Questions:
1. Translate this sentence from the passage on mining divestments into Spanish: "Vale has a market cap of $82.56 billion."
2. Reproduce the passage on mining divestments from "Vale has a market" up to and including "in December 2013.".

Supplied text:
Content starts
Another divestment relates to the sale Turquoise Hill’s 58% stake in SouthGobi Resources Ltd., a Mongolian coal mining company. It would be a while before this asset is sold. An earlier bid, by Aluminum Corporation of China last year, for $920 million also did not mature into a deal due to political reasons and slowdown in China.

RIO Tinto has put up for sale some of its other Australian assets as well. These include a 29% stake Coal & Allied and its interest in Clermont and Blair Athol thermal coal mines and Northparkes copper and gold mine in central New South Wales, Australia. RIO expects a premium to the $405 million value that it placed on Northparkes in 2012 and $3 billion from the thermal coal assets.

For its stake in Iron Ore Company of Canada, RIO has appointed Credit Suisse and Canadian Imperial Bank of Commerce to run the sale of the entire 59% stake or part thereof.

Competitor BHP Billiton, on the other hand has identified 10 assets to divest as it looks to simplify its portfolio. BHP Billiton is world’s largest miner and a holds a diversified portfolio of mining assets. The company operates in nine segments covering a wide range of natural resources: Petroleum, Aluminum, Base Metals, Diamonds and Specialty Products, Stainless Steel Materials, Iron Ore, Manganese, Metallurgical Coal and Energy Coal and has facilities in more than 100 locations across the globe.

Valued at $103.07 billion, BHP reported total revenue of $72.27 billion and operating income of $23.50 billion. With net income of $15.42 billion or $3.60 per share, the company distributes 63.42% of its income to shareholders. At CMP, it gives a dividend yield of 3.55%. Analysts expect the company’s EPS to grow 38% in June 2013 to $4.98 and 61% in June 2014 to $5.81.

Vale S.A. (NYSE: VALE), a Brazil-based miner is not too much in the news for divestments but reported strong production figures for Q1 2013. Vale operates in four segments: Bulk Material (iron ore, manganese and ferroalloys including pellet product), Base Metals (nickel, copper and aluminum), Fertilizers (potash, phosphate and nitrogen) and Logistic Services (cargo transportation).

Vale has a market cap of $82.56 billion. For the year ended December 2012, the company reported revenue of $47.69 billion and net income of $5.51 billion or $1.38 per share. Vale provides a handsome dividend yield (5.13%). The company’s future prospects appear bright as analysts forecast its EPS to grow more than 50% and touch $2.09 in December 2013.

Conclusion

The divestment plan of RIO is a step in the right direction. After having taken a huge impairment loss due to wrongly timed acquisitions, it makes sense to raise capital by selling off non-core assets and focus on profitable businesses.

RIO’s operating margin (22.49%) is above the industry average (8%) and in line with its major competitors. Barring a lean peRiod between mid 1993 and mid 1997, the company has been paying dividends regularly.
Content ends
Dataset excerpts:
Content starts
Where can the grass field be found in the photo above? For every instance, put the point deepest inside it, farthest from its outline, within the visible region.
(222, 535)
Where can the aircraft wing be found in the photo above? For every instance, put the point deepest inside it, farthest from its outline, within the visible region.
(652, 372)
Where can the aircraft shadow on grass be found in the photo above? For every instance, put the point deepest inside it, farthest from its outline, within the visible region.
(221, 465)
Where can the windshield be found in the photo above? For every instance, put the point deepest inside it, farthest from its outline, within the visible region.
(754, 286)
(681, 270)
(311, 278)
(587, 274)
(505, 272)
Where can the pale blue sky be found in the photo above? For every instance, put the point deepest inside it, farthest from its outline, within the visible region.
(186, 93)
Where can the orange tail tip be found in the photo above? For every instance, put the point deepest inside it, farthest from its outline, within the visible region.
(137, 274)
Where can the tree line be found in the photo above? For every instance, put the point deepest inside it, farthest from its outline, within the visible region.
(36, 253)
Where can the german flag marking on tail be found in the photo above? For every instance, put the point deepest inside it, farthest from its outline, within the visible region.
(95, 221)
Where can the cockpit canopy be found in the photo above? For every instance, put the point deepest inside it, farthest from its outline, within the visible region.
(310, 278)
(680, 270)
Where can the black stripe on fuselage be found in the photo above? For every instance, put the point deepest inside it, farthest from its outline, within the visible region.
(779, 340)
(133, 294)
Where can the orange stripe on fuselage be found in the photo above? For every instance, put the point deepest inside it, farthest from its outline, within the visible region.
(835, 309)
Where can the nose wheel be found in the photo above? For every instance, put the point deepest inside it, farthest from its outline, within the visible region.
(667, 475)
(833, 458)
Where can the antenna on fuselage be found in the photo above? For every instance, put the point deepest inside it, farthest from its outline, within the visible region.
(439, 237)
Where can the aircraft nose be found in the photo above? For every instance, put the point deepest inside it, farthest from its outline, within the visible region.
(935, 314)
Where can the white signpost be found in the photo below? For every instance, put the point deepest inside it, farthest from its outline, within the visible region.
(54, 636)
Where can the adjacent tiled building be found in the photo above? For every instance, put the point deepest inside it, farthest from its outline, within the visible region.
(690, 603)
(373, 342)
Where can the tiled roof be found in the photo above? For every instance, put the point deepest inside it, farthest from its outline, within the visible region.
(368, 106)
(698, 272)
Content ends
Solution list:
1. Vale tiene una capitalización de mercado de 82.560 millones de dólares.

2.
Vale has a market cap of $82.56 billion. For the year ended December 2012, the company reported revenue of $47.69 billion and net income of $5.51 billion or $1.38 per share. Vale provides a handsome dividend yield (5.13%). The company’s future prospects appear bright as analysts forecast its EPS to grow more than 50% and touch $2.09 in December 2013.